▶ **本文**:
◇ ◇ ◇ ◇ ◇ ◇ ◇

多くの企業経営者にとって『脱炭素』は他人事ではなくなりました。
とは言え、「何をどうしたらよいのでしょうかわからない」「そんな面倒なことに取り組んで一体何の得があるのか」といった声も挙がっています。
そこで、今回は「中小企業のための脱炭素では何をしたらよいのか」「脱酸素に取り組むことのメリット」について、弊社スマートエネルギー支援部 グループマネージャーの穂垣勇介さんに解説してもらいました。
中小企業経営者からは「脱炭素とか、綺麗事で飯が食えるのか?」といった声も聞こえてきますが…
確かに「脱炭素がすぐに業績を左右するかどうか?」と訊かれたら、「すぐには結果がでない」という答えになるでしょう。
ただし、船井総研では創業以来、経営の大原則として『時流適応』を唱えています。
つまり、業績を伸ばすためには時流に合わせた経営の仕方をすること、時流に合わせて変化していくことが重要だということです。
そういった意味で考えると、「脱炭素」は間違いなく昨今の時流ですので、「やらないという選択肢はない」と我々は断言しています。
「時流だ」と考える理由は?

◇ ◇ ◇ ◇ ◇ ◇ ◇

▶ **与えられたデータ**:
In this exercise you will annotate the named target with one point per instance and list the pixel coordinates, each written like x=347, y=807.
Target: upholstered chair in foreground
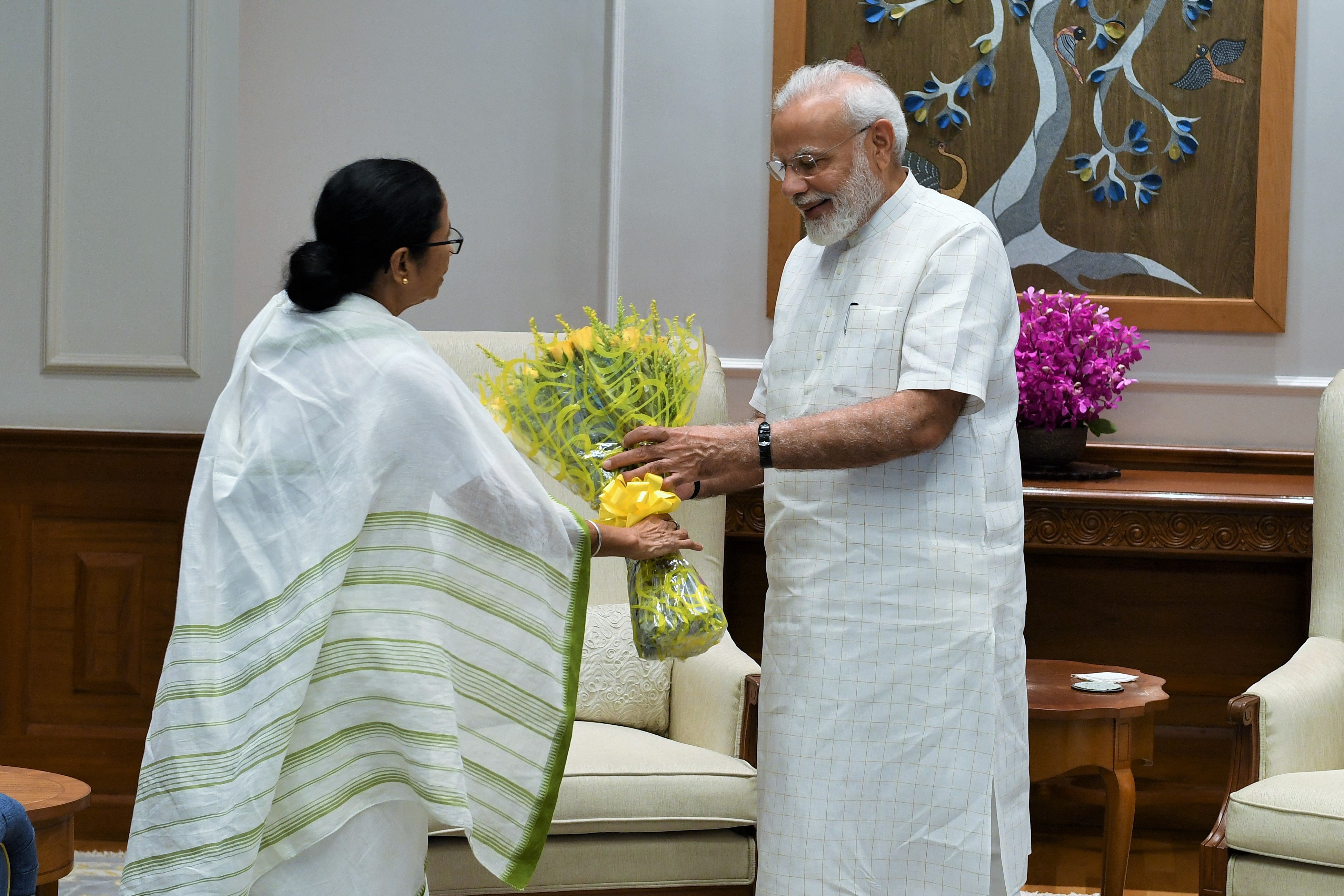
x=1281, y=831
x=659, y=789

◇ ◇ ◇ ◇ ◇ ◇ ◇

▶ **課題**: 脱炭素の記事のうち、「そこで、今回は「中小企業のた」で始まり「ただし、船井総研では創業以来、経営の大原則として『時流適応』を唱えています。」まで続く部分を、「経営の大原則」を「経営の基本原則」に改めて書き直してください。

▶ **解答例**:
そこで、今回は「中小企業のための脱炭素では何をしたらよいのか」「脱酸素に取り組むことのメリット」について、弊社スマートエネルギー支援部 グループマネージャーの穂垣勇介さんに解説してもらいました。
中小企業経営者からは「脱炭素とか、綺麗事で飯が食えるのか?」といった声も聞こえてきますが…
確かに「脱炭素がすぐに業績を左右するかどうか?」と訊かれたら、「すぐには結果がでない」という答えになるでしょう。
ただし、船井総研では創業以来、経営の基本原則として『時流適応』を唱えています。